» Objective
Check each statement against the bath-time passage that follows, answering yes or no and quoting the words of the passage that decide it: (a) The boy points to his thighs and squeezes a bit of flesh. (b) The narrator says the boy is usually in the ninetieth percentile for weight at the doctor's. (c) The boy believes what the narrator tells him.

Eight looks down at his legs, made pale and shimmery by the bath water. He frowns. “See my legs, here?” he asks. And he points to his thighs, squeezes a bit of flesh. “I do see them,” I say.
“They are fat,” he pronounces, certain as a policeman who stands, arms crossed, at your car door and waits while you rummage through your things for your license.
I protest. “They are not. At the doctor’s you’re always in the fiftieth percentile for weight — just where you should be.”
Eight looks up at me. Wet, he seems far younger than eight years old. I see traces of a boy in a bath seat, a boy chortling as he swipes at the bubbles in the water. But when I flash to his eyes, I see a sorrow all grown up. He doesn’t believe me.
Now he’s patting his stomach. “What’s a six-pack, exactly?” he demands. “And how can I get one?”

» Information supplied
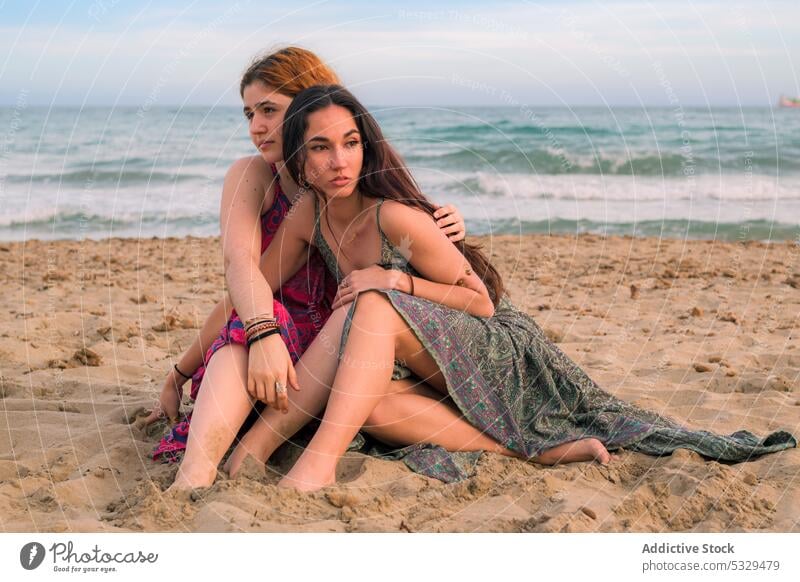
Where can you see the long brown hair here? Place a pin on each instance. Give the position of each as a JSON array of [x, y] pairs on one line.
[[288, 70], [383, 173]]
...
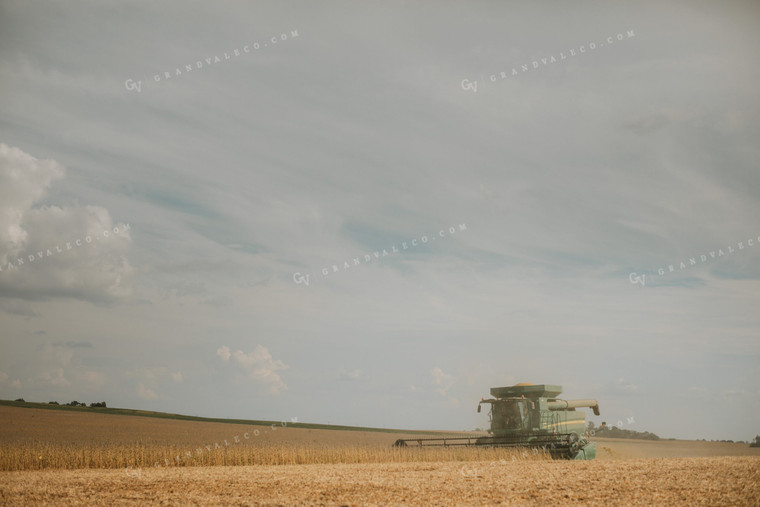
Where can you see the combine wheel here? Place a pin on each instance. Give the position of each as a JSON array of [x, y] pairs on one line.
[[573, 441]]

» Answer
(a) Yes: "he points to his thighs, squeezes a bit of flesh."
(b) No: "you’re always in the fiftieth percentile for weight."
(c) No: "He doesn’t believe me."